▶ _What needs to be done_
Reproduce the listing below word for word, from its first line to its last.

(Object detection listing)
↓

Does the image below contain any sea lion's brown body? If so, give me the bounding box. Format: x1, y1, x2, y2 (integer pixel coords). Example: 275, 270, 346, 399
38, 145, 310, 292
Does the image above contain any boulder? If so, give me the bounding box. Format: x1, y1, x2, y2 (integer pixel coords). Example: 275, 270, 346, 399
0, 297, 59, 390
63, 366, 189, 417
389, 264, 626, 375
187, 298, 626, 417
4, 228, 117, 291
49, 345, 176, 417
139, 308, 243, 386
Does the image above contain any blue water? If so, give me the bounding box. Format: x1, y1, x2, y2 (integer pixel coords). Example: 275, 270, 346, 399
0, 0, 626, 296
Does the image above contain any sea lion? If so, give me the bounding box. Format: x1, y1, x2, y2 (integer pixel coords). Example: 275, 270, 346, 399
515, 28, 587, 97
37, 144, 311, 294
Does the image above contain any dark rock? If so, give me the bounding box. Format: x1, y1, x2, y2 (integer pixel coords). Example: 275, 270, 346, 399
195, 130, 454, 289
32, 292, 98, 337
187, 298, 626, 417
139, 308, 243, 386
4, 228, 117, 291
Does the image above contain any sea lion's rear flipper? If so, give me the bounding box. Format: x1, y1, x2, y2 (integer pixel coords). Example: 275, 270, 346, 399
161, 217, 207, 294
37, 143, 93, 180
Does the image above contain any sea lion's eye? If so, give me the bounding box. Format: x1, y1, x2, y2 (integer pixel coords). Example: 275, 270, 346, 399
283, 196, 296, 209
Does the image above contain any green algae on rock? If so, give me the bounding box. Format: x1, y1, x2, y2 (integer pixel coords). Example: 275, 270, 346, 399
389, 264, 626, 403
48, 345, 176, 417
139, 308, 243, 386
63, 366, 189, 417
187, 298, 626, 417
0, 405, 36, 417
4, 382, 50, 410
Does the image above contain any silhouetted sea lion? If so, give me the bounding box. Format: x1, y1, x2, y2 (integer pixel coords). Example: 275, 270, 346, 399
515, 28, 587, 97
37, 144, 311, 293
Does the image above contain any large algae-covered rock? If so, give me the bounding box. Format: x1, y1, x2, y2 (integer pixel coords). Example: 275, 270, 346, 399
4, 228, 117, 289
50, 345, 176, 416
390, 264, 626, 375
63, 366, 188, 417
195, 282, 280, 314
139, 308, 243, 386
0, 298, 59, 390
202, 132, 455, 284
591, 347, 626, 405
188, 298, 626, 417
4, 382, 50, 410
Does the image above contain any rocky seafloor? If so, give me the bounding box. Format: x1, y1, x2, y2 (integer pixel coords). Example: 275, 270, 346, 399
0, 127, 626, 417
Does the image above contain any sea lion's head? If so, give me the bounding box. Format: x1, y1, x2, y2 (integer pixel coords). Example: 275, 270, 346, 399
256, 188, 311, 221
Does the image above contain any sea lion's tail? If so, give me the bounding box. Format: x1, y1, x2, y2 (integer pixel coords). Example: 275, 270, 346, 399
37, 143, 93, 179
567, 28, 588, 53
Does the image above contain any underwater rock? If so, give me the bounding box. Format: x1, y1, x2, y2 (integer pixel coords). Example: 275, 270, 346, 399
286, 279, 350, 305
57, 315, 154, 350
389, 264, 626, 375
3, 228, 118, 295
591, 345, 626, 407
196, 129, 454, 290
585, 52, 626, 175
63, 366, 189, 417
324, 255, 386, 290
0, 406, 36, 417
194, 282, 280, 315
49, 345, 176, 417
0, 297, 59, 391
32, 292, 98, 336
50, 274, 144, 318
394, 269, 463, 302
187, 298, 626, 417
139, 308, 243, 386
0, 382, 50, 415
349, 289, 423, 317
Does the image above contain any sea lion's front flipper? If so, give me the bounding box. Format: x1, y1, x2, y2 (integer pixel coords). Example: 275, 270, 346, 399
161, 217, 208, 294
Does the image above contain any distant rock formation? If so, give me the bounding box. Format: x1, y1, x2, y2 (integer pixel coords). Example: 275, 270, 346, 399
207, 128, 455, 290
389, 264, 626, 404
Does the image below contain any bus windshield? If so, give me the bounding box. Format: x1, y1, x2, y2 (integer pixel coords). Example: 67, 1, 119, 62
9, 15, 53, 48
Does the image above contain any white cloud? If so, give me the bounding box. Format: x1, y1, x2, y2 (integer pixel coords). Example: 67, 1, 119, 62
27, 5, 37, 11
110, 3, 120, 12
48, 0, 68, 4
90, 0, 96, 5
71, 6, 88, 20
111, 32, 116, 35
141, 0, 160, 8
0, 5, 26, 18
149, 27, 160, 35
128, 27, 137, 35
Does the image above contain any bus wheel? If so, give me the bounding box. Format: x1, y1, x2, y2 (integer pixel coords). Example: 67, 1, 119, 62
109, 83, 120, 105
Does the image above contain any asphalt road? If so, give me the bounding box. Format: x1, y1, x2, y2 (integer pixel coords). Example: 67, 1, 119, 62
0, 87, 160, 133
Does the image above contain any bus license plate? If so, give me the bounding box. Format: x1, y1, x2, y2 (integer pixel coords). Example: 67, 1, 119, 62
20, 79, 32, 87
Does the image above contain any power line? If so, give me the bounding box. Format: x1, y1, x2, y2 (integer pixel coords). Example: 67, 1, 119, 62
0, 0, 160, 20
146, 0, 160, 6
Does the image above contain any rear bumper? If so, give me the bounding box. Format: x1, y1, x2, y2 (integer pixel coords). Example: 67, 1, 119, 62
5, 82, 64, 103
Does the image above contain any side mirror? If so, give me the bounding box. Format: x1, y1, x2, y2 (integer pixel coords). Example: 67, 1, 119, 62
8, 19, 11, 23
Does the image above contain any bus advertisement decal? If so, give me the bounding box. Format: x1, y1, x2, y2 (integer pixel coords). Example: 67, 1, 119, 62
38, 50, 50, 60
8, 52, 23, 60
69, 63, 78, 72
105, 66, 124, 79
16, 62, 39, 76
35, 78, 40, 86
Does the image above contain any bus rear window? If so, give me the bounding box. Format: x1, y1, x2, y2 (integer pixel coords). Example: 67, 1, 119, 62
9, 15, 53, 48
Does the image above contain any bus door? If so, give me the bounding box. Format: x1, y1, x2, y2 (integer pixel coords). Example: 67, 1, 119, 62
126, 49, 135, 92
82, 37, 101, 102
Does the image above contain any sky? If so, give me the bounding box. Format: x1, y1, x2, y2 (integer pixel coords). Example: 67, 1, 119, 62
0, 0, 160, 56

↑

▶ _Complete answer_
Does the image below contain any sea lion's brown body? If so, give me the bounding box. Format: x1, y1, x2, y2 (integer pixel coords). Example: 275, 270, 346, 399
38, 145, 310, 292
Does the image above contain any boulder? If so, give me the bounding box. Format: x1, y1, x2, y2 (integer pixel coords). Example: 275, 270, 346, 399
0, 297, 59, 390
63, 366, 189, 417
389, 264, 626, 375
187, 298, 626, 417
4, 228, 117, 291
49, 345, 176, 417
139, 308, 243, 386
Does the image above contain any blue water? If so, give me the bounding box. Format: x1, y1, x2, y2 (integer pixel coords). Example: 275, 270, 346, 399
0, 0, 626, 296
Does the image above contain any sea lion? If so, give me the bounding box. Format: x1, y1, x2, y2 (integer pixel coords). Example: 275, 270, 346, 399
515, 28, 587, 97
37, 144, 311, 294
Does the image above contain any dark rock? If so, give me the bounding box. Format: x1, y1, x2, y2 (integer pixel coords). Example: 275, 270, 346, 399
195, 130, 454, 289
32, 292, 98, 337
187, 298, 626, 417
139, 308, 243, 386
4, 228, 117, 291
Does the image above contain any sea lion's rear flipper? If so, give me the bounding box. Format: x1, y1, x2, y2 (integer pixel coords). Example: 275, 270, 346, 399
161, 217, 207, 294
37, 143, 93, 180
Does the image above contain any sea lion's eye? If so, give me the bounding box. Format: x1, y1, x2, y2 (integer pixel coords). Example: 275, 270, 346, 399
283, 196, 296, 209
Does the image above contain any green algae on rock? If so, give me the bounding box. Format: x1, y1, x2, y2 (integer pixel coords). Example: 275, 270, 346, 399
389, 264, 626, 403
48, 345, 176, 417
139, 308, 243, 386
63, 366, 189, 417
187, 298, 626, 417
0, 405, 36, 417
4, 382, 50, 410
Does the image above contain any silhouetted sea lion? If so, give me the bounding box. Format: x1, y1, x2, y2 (integer pixel coords). Example: 275, 270, 346, 399
515, 28, 587, 97
37, 144, 311, 293
Does the image above contain any large algae-covered rock? If so, give me the bounding box. Format: x1, y1, x2, y2 (integer pixel coords). Example: 275, 270, 346, 399
4, 228, 117, 289
50, 345, 176, 416
390, 264, 626, 375
63, 366, 188, 417
195, 282, 280, 314
139, 308, 243, 386
0, 298, 59, 390
202, 132, 455, 284
591, 347, 626, 405
188, 298, 626, 417
4, 382, 50, 410
Does the image above contain any rocky seafloor? If so, give me the bounding box. Format: x1, y1, x2, y2 (integer pixel coords). Example: 275, 270, 346, 399
0, 127, 626, 417
Does the image above contain any sea lion's head? If so, give me the bounding box. Format: x1, y1, x2, y2 (integer pixel coords). Example: 275, 270, 346, 399
256, 188, 311, 221
Does the image above contain any sea lion's tail? If so, give me the bounding box. Format: x1, y1, x2, y2 (integer pixel coords). Example: 275, 270, 346, 399
37, 143, 93, 179
567, 28, 588, 53
Does the image above contain any underwater rock? If so, give me the bounding box. Format: x1, y1, x2, y2 (integer pixel coords). Example: 275, 270, 346, 399
286, 279, 350, 305
57, 315, 154, 350
389, 264, 626, 375
3, 228, 118, 295
591, 345, 626, 407
196, 129, 454, 290
585, 52, 626, 175
63, 366, 189, 417
324, 255, 386, 290
0, 406, 36, 417
194, 282, 280, 315
49, 345, 176, 417
0, 297, 59, 391
32, 292, 98, 336
50, 274, 144, 318
394, 269, 463, 302
187, 298, 626, 417
139, 308, 243, 386
0, 382, 50, 415
349, 289, 423, 317
Does the image above contain any sea lion's front flipper? If so, give me the bounding box. Format: x1, y1, x2, y2 (integer pixel coords). Example: 275, 270, 346, 399
161, 217, 208, 294
Does the image above contain any distant rock formation? If so, give me the bounding box. Format: x1, y1, x2, y2 (integer pixel coords). Example: 275, 270, 346, 399
207, 128, 455, 290
389, 264, 626, 404
Does the image below contain any bus windshield? If so, give me the bounding box. Format: x1, y1, x2, y2 (integer pixel coords). Example: 67, 1, 119, 62
9, 15, 53, 48
Does the image above contain any white cloud? If so, give me the bounding box. Format: x1, y1, x2, y2 (integer pixel coords). Example: 67, 1, 119, 62
27, 5, 37, 11
110, 3, 120, 12
48, 0, 68, 4
90, 0, 96, 5
71, 6, 88, 20
111, 32, 116, 35
141, 0, 160, 8
0, 5, 26, 18
149, 27, 160, 35
128, 27, 137, 35
Does the image above contain any bus wheel? If so, give me the bounding box. Format: x1, y1, x2, y2 (integer pixel coords). Example: 67, 1, 119, 62
109, 83, 120, 105
Does the image above contain any asphalt road? If so, give me the bounding box. Format: x1, y1, x2, y2 (integer pixel coords). Example: 67, 1, 119, 62
0, 87, 160, 133
Does the image above contain any bus license plate? If so, give me the bounding box. Format: x1, y1, x2, y2 (integer pixel coords). Example: 67, 1, 119, 62
20, 79, 32, 87
Does the image above contain any power line? If so, give me the bounding box. Format: x1, y1, x2, y2 (integer pixel coords). Example: 67, 1, 119, 62
0, 0, 160, 20
146, 0, 160, 6
Does the image above contain any rear bumper? If so, give me the bounding box. Format: x1, y1, x2, y2 (integer pixel coords). Example: 67, 1, 119, 62
5, 82, 64, 103
Does the image above contain any side mirror? If so, give me the bounding box. Format: x1, y1, x2, y2 (integer pixel coords). Example: 67, 1, 119, 62
8, 19, 11, 23
Does the image above contain any bus advertisement decal? If so, give me the bounding box. Format: x1, y1, x2, y2 (integer pixel coords). Example: 67, 1, 119, 62
38, 50, 50, 60
8, 52, 23, 60
69, 63, 78, 72
105, 66, 124, 79
16, 62, 39, 76
35, 78, 40, 86
Does the image above contain any bus rear window? If so, give me the bounding box. Format: x1, y1, x2, y2 (integer pixel coords). Example: 67, 1, 119, 62
9, 15, 53, 48
Does the image above contain any bus door? If so, give me the bounding box. Format: x1, y1, x2, y2 (integer pixel coords). Example: 67, 1, 119, 62
126, 49, 135, 92
82, 37, 101, 102
Does the image above contain any sky? If so, give me the bounding box. Format: x1, y1, x2, y2 (integer pixel coords). Example: 67, 1, 119, 62
0, 0, 160, 56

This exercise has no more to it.